● Short problem
Copy out every one of the items below word for word, keeping each line unchanged.

● Data lines

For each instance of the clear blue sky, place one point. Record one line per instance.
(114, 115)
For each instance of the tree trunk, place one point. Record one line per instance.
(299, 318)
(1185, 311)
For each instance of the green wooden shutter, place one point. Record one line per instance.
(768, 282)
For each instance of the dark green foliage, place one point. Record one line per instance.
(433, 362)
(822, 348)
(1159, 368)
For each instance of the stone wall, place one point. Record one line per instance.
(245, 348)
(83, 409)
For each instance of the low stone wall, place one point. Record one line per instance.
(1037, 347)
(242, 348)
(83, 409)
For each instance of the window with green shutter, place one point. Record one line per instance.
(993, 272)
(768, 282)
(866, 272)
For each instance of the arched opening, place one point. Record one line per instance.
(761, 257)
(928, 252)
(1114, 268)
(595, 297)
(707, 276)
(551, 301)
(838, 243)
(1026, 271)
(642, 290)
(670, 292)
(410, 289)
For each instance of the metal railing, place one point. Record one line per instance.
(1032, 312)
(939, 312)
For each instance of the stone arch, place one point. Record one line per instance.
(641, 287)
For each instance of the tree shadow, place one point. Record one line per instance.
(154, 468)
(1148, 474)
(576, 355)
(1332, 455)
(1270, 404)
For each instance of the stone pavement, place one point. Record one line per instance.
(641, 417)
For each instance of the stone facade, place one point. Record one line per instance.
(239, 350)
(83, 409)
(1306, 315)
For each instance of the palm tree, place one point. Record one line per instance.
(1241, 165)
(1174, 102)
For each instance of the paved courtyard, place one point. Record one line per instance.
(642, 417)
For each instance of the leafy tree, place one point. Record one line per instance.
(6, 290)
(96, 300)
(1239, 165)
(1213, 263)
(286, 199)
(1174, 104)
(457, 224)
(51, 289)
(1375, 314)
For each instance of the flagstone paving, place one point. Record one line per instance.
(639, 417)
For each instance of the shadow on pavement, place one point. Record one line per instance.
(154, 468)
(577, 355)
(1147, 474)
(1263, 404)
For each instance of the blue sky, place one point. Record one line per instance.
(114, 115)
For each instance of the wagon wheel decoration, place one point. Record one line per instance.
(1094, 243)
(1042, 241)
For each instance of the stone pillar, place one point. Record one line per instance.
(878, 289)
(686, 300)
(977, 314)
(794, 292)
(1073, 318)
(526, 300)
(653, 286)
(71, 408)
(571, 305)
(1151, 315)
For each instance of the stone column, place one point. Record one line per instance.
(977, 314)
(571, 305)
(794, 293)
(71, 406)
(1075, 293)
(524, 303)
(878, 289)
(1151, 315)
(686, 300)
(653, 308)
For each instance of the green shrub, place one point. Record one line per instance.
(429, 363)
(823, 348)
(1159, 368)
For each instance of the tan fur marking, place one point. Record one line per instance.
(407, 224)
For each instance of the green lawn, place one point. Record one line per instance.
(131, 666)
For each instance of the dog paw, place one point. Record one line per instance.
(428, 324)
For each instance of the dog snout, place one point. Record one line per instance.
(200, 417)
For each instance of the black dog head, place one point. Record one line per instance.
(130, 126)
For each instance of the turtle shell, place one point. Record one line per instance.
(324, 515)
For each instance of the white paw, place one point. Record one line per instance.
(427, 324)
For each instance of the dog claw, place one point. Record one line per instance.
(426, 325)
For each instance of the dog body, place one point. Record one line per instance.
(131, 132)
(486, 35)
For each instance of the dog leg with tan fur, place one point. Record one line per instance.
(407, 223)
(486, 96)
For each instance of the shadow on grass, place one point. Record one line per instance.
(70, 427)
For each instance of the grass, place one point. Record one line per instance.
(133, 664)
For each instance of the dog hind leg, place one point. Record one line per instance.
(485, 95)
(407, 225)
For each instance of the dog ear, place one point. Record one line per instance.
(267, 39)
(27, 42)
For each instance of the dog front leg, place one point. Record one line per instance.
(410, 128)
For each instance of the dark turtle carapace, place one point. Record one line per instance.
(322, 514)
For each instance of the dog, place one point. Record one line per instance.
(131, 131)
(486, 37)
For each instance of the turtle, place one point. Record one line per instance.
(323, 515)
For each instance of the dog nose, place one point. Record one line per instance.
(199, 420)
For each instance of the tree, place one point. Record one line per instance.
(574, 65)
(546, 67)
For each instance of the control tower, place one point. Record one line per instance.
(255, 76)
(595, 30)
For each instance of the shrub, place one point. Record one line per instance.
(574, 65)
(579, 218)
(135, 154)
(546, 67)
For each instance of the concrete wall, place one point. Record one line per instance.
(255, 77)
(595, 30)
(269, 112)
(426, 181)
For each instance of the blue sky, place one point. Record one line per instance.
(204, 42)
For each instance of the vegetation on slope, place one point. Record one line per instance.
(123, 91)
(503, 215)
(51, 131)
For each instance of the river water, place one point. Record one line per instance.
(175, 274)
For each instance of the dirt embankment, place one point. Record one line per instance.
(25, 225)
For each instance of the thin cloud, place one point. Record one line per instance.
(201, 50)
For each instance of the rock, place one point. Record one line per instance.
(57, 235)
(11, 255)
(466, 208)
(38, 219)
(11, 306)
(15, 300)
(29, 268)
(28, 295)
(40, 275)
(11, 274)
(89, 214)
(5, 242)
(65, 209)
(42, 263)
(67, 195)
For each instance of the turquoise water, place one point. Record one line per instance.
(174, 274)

● Output of the task
For each instance of the clear blue sky, place one point. Record one line per instance.
(114, 115)
For each instance of the tree trunk, place one point. Record one line per instance.
(299, 318)
(1185, 311)
For each instance of the green wooden shutter, place one point. Record one line per instance.
(768, 282)
For each instance of the dark green foliage, place one point. Record one line per instance.
(433, 362)
(822, 348)
(1159, 368)
For each instance of the stone wall, place one point. Record one line per instance.
(245, 348)
(83, 409)
For each instance of the low stone wall, place one point. Record one line per instance.
(1037, 347)
(242, 348)
(83, 409)
For each instance of the window with green shutter, place one point. Record one line per instance.
(993, 272)
(768, 282)
(866, 272)
For each instance of the arched opening, place one point. Record one line per instance.
(761, 257)
(928, 252)
(1114, 268)
(595, 297)
(707, 276)
(551, 301)
(838, 243)
(1026, 271)
(642, 290)
(670, 292)
(410, 289)
For each instance of the metal railing, place one point. Record one line per instance.
(1032, 312)
(939, 312)
For each instance of the stone arch, place one point. Record one line per instance.
(641, 287)
For each instance of the tree shadow, place one point. Record one line per instance.
(154, 468)
(1148, 474)
(576, 355)
(1332, 455)
(1270, 404)
For each instance of the stone pavement, place one point. Record one line per instance.
(641, 417)
For each instance of the stone facade, place one point. Record one line per instance.
(239, 350)
(83, 409)
(1306, 315)
For each instance of the palm tree, place one point. Record one line per instance.
(1241, 165)
(1174, 102)
For each instance of the paved courtyard, place one point. Record one line per instance.
(642, 417)
For each instance of the leafy tree, place one point. Record one line per instance.
(6, 290)
(96, 300)
(1239, 165)
(1213, 263)
(286, 199)
(1174, 104)
(457, 224)
(51, 289)
(1375, 314)
For each instance of the flagstone paving, place one point. Record one line per instance.
(639, 417)
For each instance of the shadow on pavement, place one point. Record one line per instance.
(154, 468)
(577, 355)
(1147, 474)
(1263, 404)
For each instance of the blue sky, place one point. Record one line per instance.
(114, 115)
For each instance of the wagon wheel decoration, place one point. Record one line per instance.
(1094, 243)
(1042, 241)
For each instance of the stone pillar, place one point. Record one line per instance.
(878, 289)
(686, 300)
(977, 314)
(794, 292)
(1073, 318)
(526, 300)
(653, 286)
(71, 408)
(571, 305)
(1151, 315)
For each instance of the stone column, place one point. Record one line per instance.
(977, 314)
(571, 305)
(794, 293)
(71, 406)
(1075, 293)
(524, 303)
(878, 289)
(1151, 315)
(686, 300)
(653, 308)
For each instance of the green shrub, place one point. Record one line per instance.
(429, 363)
(823, 348)
(1159, 368)
For each instance of the tan fur marking, place one point. Record one line per instance.
(407, 224)
For each instance of the green lawn, place one point. Record one line per instance.
(131, 666)
For each instance of the dog paw, place one point. Record one line per instance.
(428, 324)
For each instance of the dog snout, place one point. Record one line per instance.
(200, 417)
For each instance of the black dog head, place one point. Record one line per instance.
(130, 126)
For each instance of the turtle shell, place one point. Record one line per instance.
(324, 515)
For each instance of the white paw, place one point. Record one line per instance.
(427, 324)
For each instance of the dog claw, place one point. Record one line per instance.
(426, 325)
For each instance of the dog body, place one point. Record one line per instance.
(131, 132)
(486, 35)
For each instance of the dog leg with tan fur, place one point. Record one line per instance.
(407, 223)
(486, 96)
For each instance of the shadow on grass, place one point. Record one line per instance.
(70, 427)
For each instance of the grass, place one point. Record one line per instance.
(133, 664)
For each instance of the dog hind leg, place one point. Record one line per instance.
(485, 95)
(407, 225)
For each instance of the dog ear, place one point. Record one line per instance.
(267, 39)
(27, 42)
For each instance of the dog front leg, place one point. Record one line per instance.
(410, 128)
For each instance of the dark turtle carapace, place one point. Record one line per instance.
(322, 514)
For each instance of the dog, place one point. Record one line per instance.
(131, 131)
(486, 37)
For each instance of the turtle, place one point. Record one line per instance.
(323, 515)
For each instance of the dog nose, place one point. Record one line per instance.
(199, 420)
For each instance of the tree, place one point. Record one line per instance.
(574, 65)
(546, 67)
For each instance of the control tower, place one point. Record one line per instance.
(255, 76)
(595, 30)
For each instance of the shrub, place one point. Record one line per instance.
(574, 65)
(579, 218)
(135, 154)
(546, 67)
For each instance of the concrete wall, place one point. Record one line per instance.
(255, 77)
(595, 30)
(269, 112)
(426, 181)
For each instance of the blue sky, place one point. Record one line per instance.
(204, 42)
For each instance of the vegetation on slope, place one point. Record one line per instance.
(123, 91)
(503, 215)
(51, 131)
For each instance of the river water, place one point. Record one line per instance.
(175, 274)
For each instance of the dirt embankment, place one point. Record one line per instance.
(25, 225)
For each instance of the thin cloud, place one point. Record one line per instance.
(201, 50)
For each instance of the rock, place one point. Record one line per instance.
(57, 235)
(11, 255)
(466, 208)
(38, 219)
(11, 306)
(15, 300)
(29, 268)
(28, 295)
(40, 275)
(11, 274)
(89, 214)
(5, 242)
(65, 209)
(42, 263)
(67, 195)
For each instance of the turquoise water, place one point. Record one line per instance.
(174, 274)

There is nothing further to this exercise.